[Start Data listing]
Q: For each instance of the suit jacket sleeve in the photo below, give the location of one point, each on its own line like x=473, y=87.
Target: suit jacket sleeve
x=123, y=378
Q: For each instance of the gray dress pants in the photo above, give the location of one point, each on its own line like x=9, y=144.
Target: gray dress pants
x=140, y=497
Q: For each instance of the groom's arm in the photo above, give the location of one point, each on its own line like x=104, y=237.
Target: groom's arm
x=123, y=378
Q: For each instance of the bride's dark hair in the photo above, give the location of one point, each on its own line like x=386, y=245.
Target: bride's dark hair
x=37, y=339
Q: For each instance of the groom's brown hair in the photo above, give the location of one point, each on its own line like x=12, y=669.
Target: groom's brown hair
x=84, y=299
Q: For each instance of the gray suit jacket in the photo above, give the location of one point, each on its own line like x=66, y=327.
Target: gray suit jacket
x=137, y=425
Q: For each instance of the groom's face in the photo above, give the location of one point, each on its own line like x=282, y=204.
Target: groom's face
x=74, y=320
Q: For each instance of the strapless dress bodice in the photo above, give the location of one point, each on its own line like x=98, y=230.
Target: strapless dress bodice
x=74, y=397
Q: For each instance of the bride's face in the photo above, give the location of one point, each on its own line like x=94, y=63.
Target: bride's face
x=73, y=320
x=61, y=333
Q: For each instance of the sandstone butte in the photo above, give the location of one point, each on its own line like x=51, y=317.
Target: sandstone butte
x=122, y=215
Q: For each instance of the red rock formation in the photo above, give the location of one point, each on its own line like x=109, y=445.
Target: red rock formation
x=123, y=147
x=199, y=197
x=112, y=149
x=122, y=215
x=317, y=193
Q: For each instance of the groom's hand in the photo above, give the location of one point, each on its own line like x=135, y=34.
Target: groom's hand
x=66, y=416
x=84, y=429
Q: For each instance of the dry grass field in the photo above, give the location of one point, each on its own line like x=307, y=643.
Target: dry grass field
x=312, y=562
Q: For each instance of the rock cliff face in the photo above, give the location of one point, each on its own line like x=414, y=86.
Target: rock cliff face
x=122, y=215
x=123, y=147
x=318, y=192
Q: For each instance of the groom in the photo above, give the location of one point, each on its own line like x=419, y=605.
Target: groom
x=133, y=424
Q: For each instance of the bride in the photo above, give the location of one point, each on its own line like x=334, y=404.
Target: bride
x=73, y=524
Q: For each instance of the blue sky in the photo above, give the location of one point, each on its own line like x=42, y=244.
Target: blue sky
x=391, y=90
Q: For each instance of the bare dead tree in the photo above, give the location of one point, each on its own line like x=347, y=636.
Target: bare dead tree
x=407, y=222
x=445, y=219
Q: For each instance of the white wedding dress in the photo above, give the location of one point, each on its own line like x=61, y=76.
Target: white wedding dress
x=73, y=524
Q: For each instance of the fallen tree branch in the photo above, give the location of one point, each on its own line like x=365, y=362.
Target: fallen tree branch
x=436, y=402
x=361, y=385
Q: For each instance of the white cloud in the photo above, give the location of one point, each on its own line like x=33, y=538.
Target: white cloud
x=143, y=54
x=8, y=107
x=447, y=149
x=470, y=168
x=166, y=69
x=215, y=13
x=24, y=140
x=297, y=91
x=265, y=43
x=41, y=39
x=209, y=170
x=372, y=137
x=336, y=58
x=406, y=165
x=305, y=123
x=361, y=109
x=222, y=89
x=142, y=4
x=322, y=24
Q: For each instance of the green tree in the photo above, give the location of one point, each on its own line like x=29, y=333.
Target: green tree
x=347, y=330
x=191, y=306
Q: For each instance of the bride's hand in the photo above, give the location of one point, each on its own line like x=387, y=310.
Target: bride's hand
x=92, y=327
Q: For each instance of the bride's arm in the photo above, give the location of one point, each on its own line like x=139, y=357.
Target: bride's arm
[End Data listing]
What the exercise asks
Rewrite all of the records above as a numbered list with one line per item, omitting any blank lines.

Expected output
1. Q: For each instance of the suit jacket sleeve in the photo below, give the location of one point, each on its own line like x=473, y=87.
2. Target: suit jacket sleeve
3. x=123, y=378
4. Q: For each instance of the gray dress pants in the photo above, give the location of one point, each on its own line like x=9, y=144.
5. Target: gray dress pants
6. x=140, y=497
7. Q: For each instance of the groom's arm in the photo above, give the location of one point, each on its own line like x=104, y=237.
8. Target: groom's arm
9. x=123, y=378
10. Q: For each instance of the bride's dark hair in the photo above, give the location of one point, each on its own line like x=386, y=245.
11. Target: bride's dark hair
12. x=37, y=339
13. Q: For each instance of the groom's brown hair in the photo above, give the location of one point, each on its own line like x=12, y=669.
14. Target: groom's brown hair
15. x=84, y=299
16. Q: For each instance of the gray suit jacket in the photo above, give the location of one point, each on its own line like x=66, y=327.
17. Target: gray suit jacket
18. x=137, y=425
19. Q: For each instance of the groom's face in the photo above, give the location of one point, each on its own line like x=282, y=204.
20. Target: groom's face
21. x=74, y=320
22. Q: For each instance of the strapless dress bodice in the photo above, give the location of one point, each on its own line like x=98, y=230.
23. Target: strapless dress bodice
24. x=74, y=397
25. Q: For each instance of the bride's face in the photo above, give the location of one point, each on its own line like x=94, y=63.
26. Target: bride's face
27. x=73, y=320
28. x=61, y=333
29. Q: For each instance of the sandstone butte in the photo above, give the location of one point, each on its own line like x=51, y=317.
30. Target: sandstone butte
31. x=122, y=215
32. Q: For each instance of the red rock formation in the photo above, give the location of one point, each on its own line like x=109, y=445.
33. Target: red rock formation
34. x=123, y=147
35. x=199, y=197
36. x=112, y=149
37. x=122, y=215
38. x=317, y=193
39. Q: For each instance of the groom's hand in the photo above, give the location of one point, each on its own line like x=135, y=34.
40. Target: groom's hand
41. x=66, y=416
42. x=84, y=429
43. Q: For each instance of the dry grass field in the photo above, give the location of one point, each on its own line like x=307, y=643.
44. Target: dry grass field
45. x=312, y=562
46. Q: For each instance of the rock cliff face in the photo above, give the location of one point, each on its own line like x=414, y=86.
47. Target: rock cliff face
48. x=122, y=215
49. x=123, y=147
50. x=318, y=192
51. Q: For each instance of the groom in the photo above, give the location of one point, each on its own line like x=419, y=605.
52. Target: groom
53. x=133, y=424
54. Q: For each instance of the bride in the photo above, give the location of one point, each on its own line like x=334, y=404.
55. Target: bride
56. x=73, y=524
57. Q: For each instance of the blue sky in the photo above, give the location of one point, each on its own line like x=42, y=244.
58. Target: blue sky
59. x=391, y=90
60. Q: For each instance of the bare dead tree in the photo above, give the location of one point, each on its own line like x=347, y=636.
61. Target: bare dead tree
62. x=407, y=222
63. x=445, y=219
64. Q: For each instance of the white wedding dress in the photo above, give the location of one point, each on its own line like x=61, y=76.
65. Target: white wedding dress
66. x=73, y=524
67. Q: For each instance of the fallen tree branch in the photo above, give the location of one point, each on its own line like x=365, y=362.
68. Target: fallen tree branch
69. x=436, y=402
70. x=361, y=385
71. Q: For each instance of the white cloud in the photo above, give the location of one point, each on its own line like x=33, y=538.
72. Target: white cloud
73. x=143, y=54
74. x=8, y=107
75. x=447, y=149
76. x=470, y=168
77. x=166, y=69
78. x=215, y=13
79. x=24, y=140
80. x=297, y=91
81. x=265, y=43
82. x=41, y=39
83. x=209, y=170
84. x=372, y=137
85. x=336, y=58
86. x=406, y=165
87. x=305, y=123
88. x=361, y=109
89. x=222, y=89
90. x=142, y=4
91. x=322, y=24
92. Q: For each instance of the green tree in the photo above, give the location of one point, each on its own line like x=29, y=333.
93. Target: green tree
94. x=347, y=330
95. x=191, y=306
96. Q: For each instance of the bride's hand in the photo above, give the location of one point, each on its own line like x=387, y=310.
97. Target: bride's hand
98. x=92, y=327
99. Q: For each instance of the bride's arm in the photo above, give the location of one point, each on its own line like x=139, y=357.
100. Target: bride's arm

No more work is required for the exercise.